● **Records excerpted from a collection**:
_ _ _ _

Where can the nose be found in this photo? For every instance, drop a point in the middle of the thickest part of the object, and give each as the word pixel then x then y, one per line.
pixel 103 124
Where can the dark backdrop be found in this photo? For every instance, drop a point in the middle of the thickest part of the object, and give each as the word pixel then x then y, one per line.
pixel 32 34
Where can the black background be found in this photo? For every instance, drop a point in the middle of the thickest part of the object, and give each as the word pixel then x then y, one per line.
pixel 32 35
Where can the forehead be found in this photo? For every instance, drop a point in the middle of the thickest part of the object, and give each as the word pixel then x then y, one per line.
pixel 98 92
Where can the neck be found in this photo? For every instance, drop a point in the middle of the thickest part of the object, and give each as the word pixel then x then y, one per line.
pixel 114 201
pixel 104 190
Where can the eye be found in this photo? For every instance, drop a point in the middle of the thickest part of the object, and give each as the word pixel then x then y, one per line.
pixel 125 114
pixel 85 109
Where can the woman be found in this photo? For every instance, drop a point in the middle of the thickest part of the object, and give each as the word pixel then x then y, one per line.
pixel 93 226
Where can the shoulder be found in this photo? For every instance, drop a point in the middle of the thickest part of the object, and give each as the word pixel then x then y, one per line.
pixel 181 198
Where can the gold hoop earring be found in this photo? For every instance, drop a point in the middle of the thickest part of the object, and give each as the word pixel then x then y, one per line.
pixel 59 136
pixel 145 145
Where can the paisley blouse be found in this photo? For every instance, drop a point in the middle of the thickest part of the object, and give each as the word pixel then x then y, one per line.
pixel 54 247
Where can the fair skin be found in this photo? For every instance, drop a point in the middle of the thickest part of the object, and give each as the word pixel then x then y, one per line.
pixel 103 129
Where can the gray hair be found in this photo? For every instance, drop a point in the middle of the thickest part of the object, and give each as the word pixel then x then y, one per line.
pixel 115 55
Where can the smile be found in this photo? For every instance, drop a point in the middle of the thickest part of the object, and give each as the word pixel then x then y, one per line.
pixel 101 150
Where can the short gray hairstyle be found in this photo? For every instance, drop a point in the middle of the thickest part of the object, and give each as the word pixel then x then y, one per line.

_ _ _ _

● **ABOUT THIS EXERCISE**:
Without leaving anything out, give the entries again exactly.

● **EXERCISE SOLUTION**:
Where can the nose be found in this photo? For every instance, drop a point in the middle of the thickest part of the object, and give each as the word pixel then x then y, one per line.
pixel 103 124
Where can the dark backdrop be found in this photo? For every instance, drop a point in the middle of the thickest part of the object, and give each as the word pixel then x then y, one per line.
pixel 32 34
Where can the black background be found in this photo? For every instance, drop a point in the middle of the thickest part of the object, and give each as the word pixel then x then y, one per line.
pixel 32 35
Where can the forehead be found in this photo? For every instance, drop a point in the middle of the thickest part of the object, and give each as the word pixel then x then y, one per line.
pixel 98 92
Where can the neck be found in this photo? For every instance, drop a point in the middle of the thickest part of the object, and give each as the word pixel then x then y, one per line.
pixel 114 201
pixel 104 190
Where can the eye be found in this photo? For every instance, drop a point in the middle of the thickest part of the object, and give each as the word pixel then x then y, one per line.
pixel 125 114
pixel 85 109
Where can the woman be found in this photo? For every instance, drop a point in the middle of the thickest part of the object, and give each as the word pixel then x then y, one per line.
pixel 93 226
Where can the shoulder be found in this photo? For every instance, drop a point in the middle of the thickest part of the object, and give each as the word pixel then x then y, one per line.
pixel 181 198
Where can the gold hoop earring be found in this photo? For every instance, drop a point in the middle of the thickest part of the object, and give each as the word pixel then x then y, one per line.
pixel 59 136
pixel 145 145
Where can the paisley blouse be found in this photo? For every instance, drop a point in the middle of the thickest part of the object, and give each as the word pixel then x then y, one per line.
pixel 54 247
Where can the fair skin be found in this photo? For every instance, drop a point in the middle of the thickest part of the object, and give each as the word pixel then x then y, one per line.
pixel 103 129
Where can the gray hair be found in this photo? For every instance, drop a point in the middle of the thickest part of the object, and give each as the word pixel then x then y, one per line.
pixel 115 55
Where can the smile be found in this photo? For every instance, drop a point in the middle of the thickest part of the object, and give each as the word pixel then x then y, one per line.
pixel 101 150
Where can the short gray hairstyle be found in this photo? For every instance, drop a point in the middle of the thickest part of the object, and give each as the word pixel then x then y, one per line.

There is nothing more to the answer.